Passage ->

UK: Can a Refusal to License Intellectual Property Rights Constitute an Abuse of a Dominant Position?

Last Updated: 23 December 2003
Article by Mark Daniels

IMS Health GmbH & Co v NDC Health GmbH & Co KG

Delivered on 2 October 2003, Advocate General Tizzano’s opinion in the IMS case could mean that an intellectual property right holder in a dominant position may have to grant licences to its competitors.

The facts

IMS Health GmbH (IMS) compiles interprets and sells medical prescription and sales information for pharmaceutical products in Germany. Its presentation and analysis is based on a brick structure, which combines geographical parameters with structural factors.

In October 2000 NDC Health GmbH (NDC) began to offer services using a data structure based on the IMS structure. When sued by IMS in Germany, NDC offered to take a licence of the IMS structure, which IMS refused. NDC then filed a complaint of abuse of dominant position under Article 82 EC with the European Commission (Case Comp D3/38.044) in December 2000.

The Article 82 complaint

The Commission gave its preliminary view and, as an interim measure, ordered a compulsory licence on terms to be determined if not agreed. IMS appealed to the Court of First Instance (CFI), which found that IMS’ prima facie case was stronger than NDC’s, and so suspended the Commission’s interim measure.

NDC appealed unsuccessfully to the ECJ against the CFI’s ruling. The position under the Article 82 complaint remains unresolved; the Commission’s final decision is awaited.

The German proceedings

In the infringement case before it, the Landgericht has proceeded on the basis that copyright subsists in the structure, although this remains to be determined. It has referred questions to the ECJ.

Opinion of Advocate General Tizzano

In response to the questions raised by the Landgericht, the Advocate General has concluded that if an intellectual property right holder in a dominant position in a secondary market refuses to grant a licence to a third party this constitutes abuse where:

  • there is no objective justification for such a refusal;
  • the third party’s use of the intellectual property is indispensable for it to operate on the secondary market;
  • the refusal of licences eliminates all other competition in that market;
  • the product to be offered by the third party has different characteristics to the product of the right holder;
  • the third party product meets a need in the market which is unsatisfied.

He has also concluded that when assessing whether use of the protected data structure is necessary to compete in Germany, the participation of the pharmaceutical manufacturers in developing the data structure and the effort necessary to devise an alternative data structure to achieve the same analysis should be taken into account.

To do ->
**A)** On what date did Advocate General Tizzano deliver his opinion, according to the article on the IMS case?
**B)** Write the next part of the article on the IMS case, picking up after its final sentence.

[Records from a collection]
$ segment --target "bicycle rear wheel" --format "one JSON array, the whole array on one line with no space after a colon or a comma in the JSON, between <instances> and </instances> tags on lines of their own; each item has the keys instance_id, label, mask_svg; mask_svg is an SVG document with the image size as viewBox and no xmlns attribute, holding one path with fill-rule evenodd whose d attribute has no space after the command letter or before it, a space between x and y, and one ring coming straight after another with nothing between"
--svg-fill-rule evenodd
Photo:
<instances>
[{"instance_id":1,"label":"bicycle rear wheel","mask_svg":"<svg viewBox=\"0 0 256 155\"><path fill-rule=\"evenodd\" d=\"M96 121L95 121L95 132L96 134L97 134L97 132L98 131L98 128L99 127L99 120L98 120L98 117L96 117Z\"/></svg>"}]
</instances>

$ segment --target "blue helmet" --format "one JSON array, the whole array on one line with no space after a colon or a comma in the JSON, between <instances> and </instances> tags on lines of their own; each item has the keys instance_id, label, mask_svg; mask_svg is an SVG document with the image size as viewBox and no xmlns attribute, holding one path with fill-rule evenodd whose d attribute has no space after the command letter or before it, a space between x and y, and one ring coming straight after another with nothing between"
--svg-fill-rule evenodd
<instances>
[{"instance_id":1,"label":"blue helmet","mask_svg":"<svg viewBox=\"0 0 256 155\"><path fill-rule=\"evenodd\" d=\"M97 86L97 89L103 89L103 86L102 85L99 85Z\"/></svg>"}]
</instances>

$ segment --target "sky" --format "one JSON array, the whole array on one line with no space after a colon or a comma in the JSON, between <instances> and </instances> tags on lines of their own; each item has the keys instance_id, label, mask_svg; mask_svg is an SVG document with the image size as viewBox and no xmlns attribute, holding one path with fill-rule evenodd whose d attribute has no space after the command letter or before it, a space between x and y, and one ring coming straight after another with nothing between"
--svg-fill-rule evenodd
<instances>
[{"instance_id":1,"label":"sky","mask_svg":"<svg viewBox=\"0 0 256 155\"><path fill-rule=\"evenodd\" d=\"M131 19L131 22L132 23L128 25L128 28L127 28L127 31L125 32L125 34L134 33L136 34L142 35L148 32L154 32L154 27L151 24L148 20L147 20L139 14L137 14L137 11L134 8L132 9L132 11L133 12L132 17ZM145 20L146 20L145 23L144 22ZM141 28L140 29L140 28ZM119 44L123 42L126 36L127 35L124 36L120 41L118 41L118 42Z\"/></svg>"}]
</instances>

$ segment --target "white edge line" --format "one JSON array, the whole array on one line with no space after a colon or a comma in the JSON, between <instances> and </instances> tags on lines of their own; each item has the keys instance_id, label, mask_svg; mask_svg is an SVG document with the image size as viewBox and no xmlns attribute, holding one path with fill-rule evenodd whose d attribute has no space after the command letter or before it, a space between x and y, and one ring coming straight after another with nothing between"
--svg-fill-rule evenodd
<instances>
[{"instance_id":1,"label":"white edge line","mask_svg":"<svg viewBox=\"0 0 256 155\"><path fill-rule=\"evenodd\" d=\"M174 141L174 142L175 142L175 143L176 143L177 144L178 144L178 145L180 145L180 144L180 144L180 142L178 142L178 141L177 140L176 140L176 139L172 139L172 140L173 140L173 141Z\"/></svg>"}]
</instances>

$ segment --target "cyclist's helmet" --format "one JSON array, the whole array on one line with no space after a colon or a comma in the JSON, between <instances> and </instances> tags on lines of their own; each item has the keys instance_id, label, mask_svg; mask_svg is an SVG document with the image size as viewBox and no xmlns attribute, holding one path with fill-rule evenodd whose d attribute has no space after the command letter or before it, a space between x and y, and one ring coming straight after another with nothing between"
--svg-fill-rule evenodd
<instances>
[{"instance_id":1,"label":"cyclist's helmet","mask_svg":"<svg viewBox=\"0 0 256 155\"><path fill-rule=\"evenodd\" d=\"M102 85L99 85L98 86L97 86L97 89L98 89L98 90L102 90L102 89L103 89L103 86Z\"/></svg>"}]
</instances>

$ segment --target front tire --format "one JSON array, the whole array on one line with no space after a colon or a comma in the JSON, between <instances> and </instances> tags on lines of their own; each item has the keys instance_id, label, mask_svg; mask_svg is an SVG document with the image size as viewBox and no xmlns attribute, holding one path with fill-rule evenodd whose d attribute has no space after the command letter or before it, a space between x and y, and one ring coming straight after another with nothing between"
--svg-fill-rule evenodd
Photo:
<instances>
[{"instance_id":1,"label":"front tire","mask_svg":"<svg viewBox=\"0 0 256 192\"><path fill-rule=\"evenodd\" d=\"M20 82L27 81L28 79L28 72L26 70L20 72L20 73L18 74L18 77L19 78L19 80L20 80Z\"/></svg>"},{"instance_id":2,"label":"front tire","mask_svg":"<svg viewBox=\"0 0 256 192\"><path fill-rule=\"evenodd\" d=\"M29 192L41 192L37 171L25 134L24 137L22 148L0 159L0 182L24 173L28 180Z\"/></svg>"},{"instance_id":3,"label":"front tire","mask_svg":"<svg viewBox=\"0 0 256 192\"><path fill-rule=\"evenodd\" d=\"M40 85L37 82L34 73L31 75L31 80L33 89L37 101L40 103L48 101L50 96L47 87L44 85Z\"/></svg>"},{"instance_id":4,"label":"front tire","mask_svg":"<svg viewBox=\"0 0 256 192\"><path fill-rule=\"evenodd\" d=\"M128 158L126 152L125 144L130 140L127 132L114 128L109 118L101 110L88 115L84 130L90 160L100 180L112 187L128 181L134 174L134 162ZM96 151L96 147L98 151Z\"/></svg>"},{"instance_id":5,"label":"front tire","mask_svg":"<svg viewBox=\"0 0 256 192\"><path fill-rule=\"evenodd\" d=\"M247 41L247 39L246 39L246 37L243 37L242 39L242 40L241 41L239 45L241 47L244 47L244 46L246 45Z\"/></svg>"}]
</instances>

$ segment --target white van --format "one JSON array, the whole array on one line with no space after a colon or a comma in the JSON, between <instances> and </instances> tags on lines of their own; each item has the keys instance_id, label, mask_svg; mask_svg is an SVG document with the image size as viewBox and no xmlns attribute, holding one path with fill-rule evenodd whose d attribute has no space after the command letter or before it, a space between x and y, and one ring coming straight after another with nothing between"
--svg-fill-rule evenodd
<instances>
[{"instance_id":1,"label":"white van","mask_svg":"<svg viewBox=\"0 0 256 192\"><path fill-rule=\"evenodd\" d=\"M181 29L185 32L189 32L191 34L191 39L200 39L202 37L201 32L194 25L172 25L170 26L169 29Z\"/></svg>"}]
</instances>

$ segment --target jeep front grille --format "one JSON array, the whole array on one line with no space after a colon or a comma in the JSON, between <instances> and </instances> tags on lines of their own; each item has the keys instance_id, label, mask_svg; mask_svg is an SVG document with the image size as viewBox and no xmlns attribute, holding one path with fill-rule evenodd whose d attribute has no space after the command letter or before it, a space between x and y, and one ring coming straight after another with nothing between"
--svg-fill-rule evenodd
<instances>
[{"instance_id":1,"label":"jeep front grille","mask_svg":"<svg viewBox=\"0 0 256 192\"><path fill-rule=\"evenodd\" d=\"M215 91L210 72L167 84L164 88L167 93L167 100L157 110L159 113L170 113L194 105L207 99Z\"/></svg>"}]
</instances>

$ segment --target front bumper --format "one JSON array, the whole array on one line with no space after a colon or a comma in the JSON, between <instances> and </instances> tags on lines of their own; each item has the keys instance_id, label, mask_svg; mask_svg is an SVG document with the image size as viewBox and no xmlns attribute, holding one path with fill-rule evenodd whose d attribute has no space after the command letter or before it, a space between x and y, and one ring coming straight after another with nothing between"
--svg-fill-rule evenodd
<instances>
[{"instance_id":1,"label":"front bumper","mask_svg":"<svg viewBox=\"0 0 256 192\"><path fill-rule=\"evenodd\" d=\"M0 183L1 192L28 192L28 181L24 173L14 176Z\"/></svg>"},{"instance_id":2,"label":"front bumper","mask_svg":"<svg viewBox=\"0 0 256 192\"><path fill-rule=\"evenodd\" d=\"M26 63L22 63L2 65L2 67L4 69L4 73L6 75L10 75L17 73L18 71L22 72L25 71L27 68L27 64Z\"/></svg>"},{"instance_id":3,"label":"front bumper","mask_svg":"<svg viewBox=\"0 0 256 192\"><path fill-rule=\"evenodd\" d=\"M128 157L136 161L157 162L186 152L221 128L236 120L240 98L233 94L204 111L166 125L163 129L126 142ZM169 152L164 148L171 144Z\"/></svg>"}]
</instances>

Outputs by task ->
**A)** 2 October 2003.

**B)**
On the Advocate General’s analysis, where an undertaking has an intellectual property right in a development tool (for example innovative software), two markets are created: the first for the tool itself, and the second for the goods and services created by using the tool. The rights holder will be at risk of having to grant a licence to a competitor who wishes to use the tool to provide different, but competing, goods and services, unless the rights holder has objective reasons for refusing a licence.

On the Commission’s analysis to date (in its interim measure), exceptional circumstances surrounding the creation and use of an IP right in the market may in any event justify a finding of abuse where there is a refusal to license.

Both analyses are potentially damaging for IP right holders. Of course the potential licensee must offer something different to the right holder’s product - a licence will not be granted only on the basis that competition has been excluded. However the Advocate General does not give guidance on how different the licensee’s goods or services must be.

A possible practical solution for businesses which are too successful for their own good may be to license a select few competitors (rather than none) using criteria which are arguably objective (for instance as to how different the competitor’s products are from the licensor’s).

The ECJ generally follows the Advocate General’s opinion in intellectual property and competition cases, but on the reference from the German court it will only answer questions, not determine the matter. The Advocate General has pointed out to the German Court that under EC Treaty principles it may not contradict the Commission (even its preliminary view) and has suggested that it should therefore wait until the Commission’s final decision is known.

In May next year the Commission will gain new powers to intervene directly where it finds abuse (under the "Modernisation Regulation"). The Commission may therefore wait until then before giving its final decision in the Article 82 Complaint; the German proceedings are likely to be suspended in the meantime.

The content of this article is intended to provide a general guide to the subject matter. Specialist advice should be sought about your specific circumstances.